_GOAL OF THE EXERCISE:_ Render the listing below as a two-column CSV headed instruction and result, with each instruction and its answer on a row of their own, each value in one quoted field and line breaks turned into spaces. Leave out the pictures.
=== DATASET ENTRIES ===
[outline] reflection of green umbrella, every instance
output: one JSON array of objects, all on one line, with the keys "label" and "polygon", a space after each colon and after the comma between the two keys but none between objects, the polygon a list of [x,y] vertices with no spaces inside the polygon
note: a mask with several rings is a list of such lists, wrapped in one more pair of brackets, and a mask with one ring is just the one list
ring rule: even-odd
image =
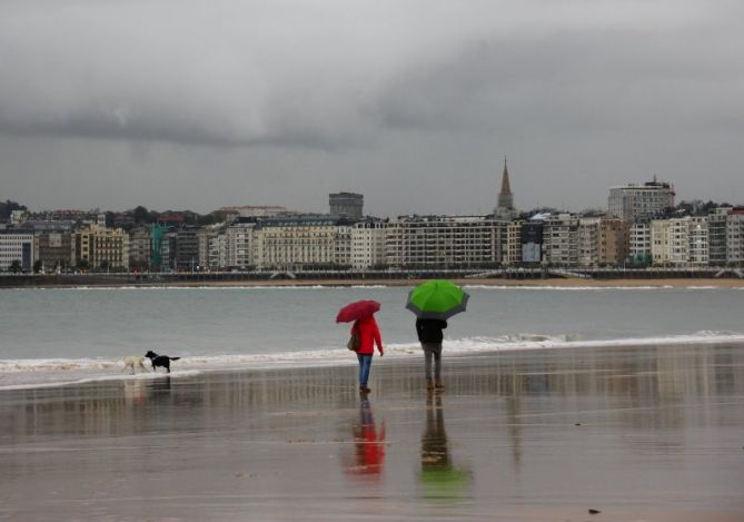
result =
[{"label": "reflection of green umbrella", "polygon": [[450,280],[429,279],[408,294],[406,308],[421,319],[448,319],[465,312],[469,295]]},{"label": "reflection of green umbrella", "polygon": [[450,464],[424,466],[419,475],[423,496],[427,499],[458,499],[467,493],[470,472]]}]

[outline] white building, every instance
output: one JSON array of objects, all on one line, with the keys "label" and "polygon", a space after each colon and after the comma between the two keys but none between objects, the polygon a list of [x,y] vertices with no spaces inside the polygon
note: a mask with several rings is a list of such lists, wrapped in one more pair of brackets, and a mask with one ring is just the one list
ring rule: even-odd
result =
[{"label": "white building", "polygon": [[651,219],[665,208],[673,207],[674,196],[674,185],[654,179],[643,185],[612,187],[607,207],[609,214],[632,224]]},{"label": "white building", "polygon": [[598,217],[583,217],[578,220],[578,266],[593,267],[599,264]]},{"label": "white building", "polygon": [[668,219],[651,221],[651,258],[655,266],[667,266],[671,263],[669,225]]},{"label": "white building", "polygon": [[346,268],[351,225],[328,215],[261,219],[254,229],[254,263],[259,269]]},{"label": "white building", "polygon": [[635,223],[631,225],[631,238],[628,242],[629,256],[633,263],[651,264],[651,227],[647,223]]},{"label": "white building", "polygon": [[711,243],[707,216],[690,218],[687,264],[691,266],[707,266],[711,259]]},{"label": "white building", "polygon": [[234,223],[225,230],[227,264],[231,268],[254,265],[254,228],[256,223]]},{"label": "white building", "polygon": [[578,217],[571,214],[548,216],[543,228],[543,253],[553,266],[578,264]]},{"label": "white building", "polygon": [[[11,266],[21,270],[33,269],[33,233],[31,230],[0,230],[0,270],[7,272]],[[14,263],[17,262],[17,263]]]},{"label": "white building", "polygon": [[685,216],[651,221],[652,257],[658,266],[707,266],[710,260],[706,216]]},{"label": "white building", "polygon": [[421,268],[498,265],[506,224],[490,216],[398,217],[387,228],[387,265]]},{"label": "white building", "polygon": [[726,216],[726,264],[744,264],[744,209],[734,209]]}]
===
_SOLVED PROBLEM:_
instruction,result
"[outline] reflection of green umbrella, every instance output: one JSON array of objects, all on one line, with the keys ""label"" and ""polygon"", a space after each colon and after the comma between the two keys but none between objects, the polygon a list of [x,y] vertices with no spaces inside the polygon note: a mask with several rings is a list of such lists, wrapped in one more pair of brackets, and a mask with one ring is just the one list ring rule: even-odd image = result =","[{""label"": ""reflection of green umbrella"", ""polygon"": [[450,280],[429,279],[408,294],[406,308],[421,319],[448,319],[465,312],[469,295]]},{""label"": ""reflection of green umbrella"", ""polygon"": [[450,464],[424,466],[419,475],[423,496],[427,499],[458,499],[467,493],[470,472]]}]"
"[outline] white building, every instance output: one JSON array of objects, all on one line, with the keys ""label"" and ""polygon"", a space after each colon and after the comma between the two keys but none between objects, the polygon a list of [x,y] vertices with no spaces inside the polygon note: a mask with several rings is a list of such lists, wrapped in one more pair of brackets, and a mask with one ring is just the one list ring rule: even-odd result =","[{""label"": ""white building"", ""polygon"": [[651,219],[665,208],[673,207],[674,196],[674,185],[654,179],[643,185],[612,187],[607,207],[609,214],[632,224]]},{""label"": ""white building"", ""polygon"": [[598,217],[583,217],[578,220],[578,266],[593,267],[599,264]]},{""label"": ""white building"", ""polygon"": [[668,219],[651,221],[651,258],[655,266],[667,266],[671,263],[669,225]]},{""label"": ""white building"", ""polygon"": [[346,268],[351,225],[328,215],[261,219],[254,229],[254,263],[259,269]]},{""label"": ""white building"", ""polygon"": [[635,223],[631,225],[631,238],[628,242],[629,256],[633,263],[651,264],[651,227],[647,223]]},{""label"": ""white building"", ""polygon"": [[711,243],[707,216],[690,218],[687,264],[691,266],[707,266],[711,259]]},{""label"": ""white building"", ""polygon"": [[234,223],[225,230],[227,264],[231,268],[254,265],[254,228],[256,223]]},{""label"": ""white building"", ""polygon"": [[578,217],[571,214],[548,216],[543,228],[543,253],[553,266],[578,264]]},{""label"": ""white building"", ""polygon"": [[[11,266],[21,270],[33,269],[33,233],[31,230],[0,230],[0,270],[7,272]],[[14,263],[17,262],[17,263]]]},{""label"": ""white building"", ""polygon"": [[685,216],[651,221],[652,257],[658,266],[707,266],[710,260],[706,216]]},{""label"": ""white building"", ""polygon"": [[421,268],[498,265],[506,224],[490,216],[398,217],[387,228],[387,265]]},{""label"": ""white building"", ""polygon"": [[726,216],[726,264],[744,264],[744,209],[734,209]]}]"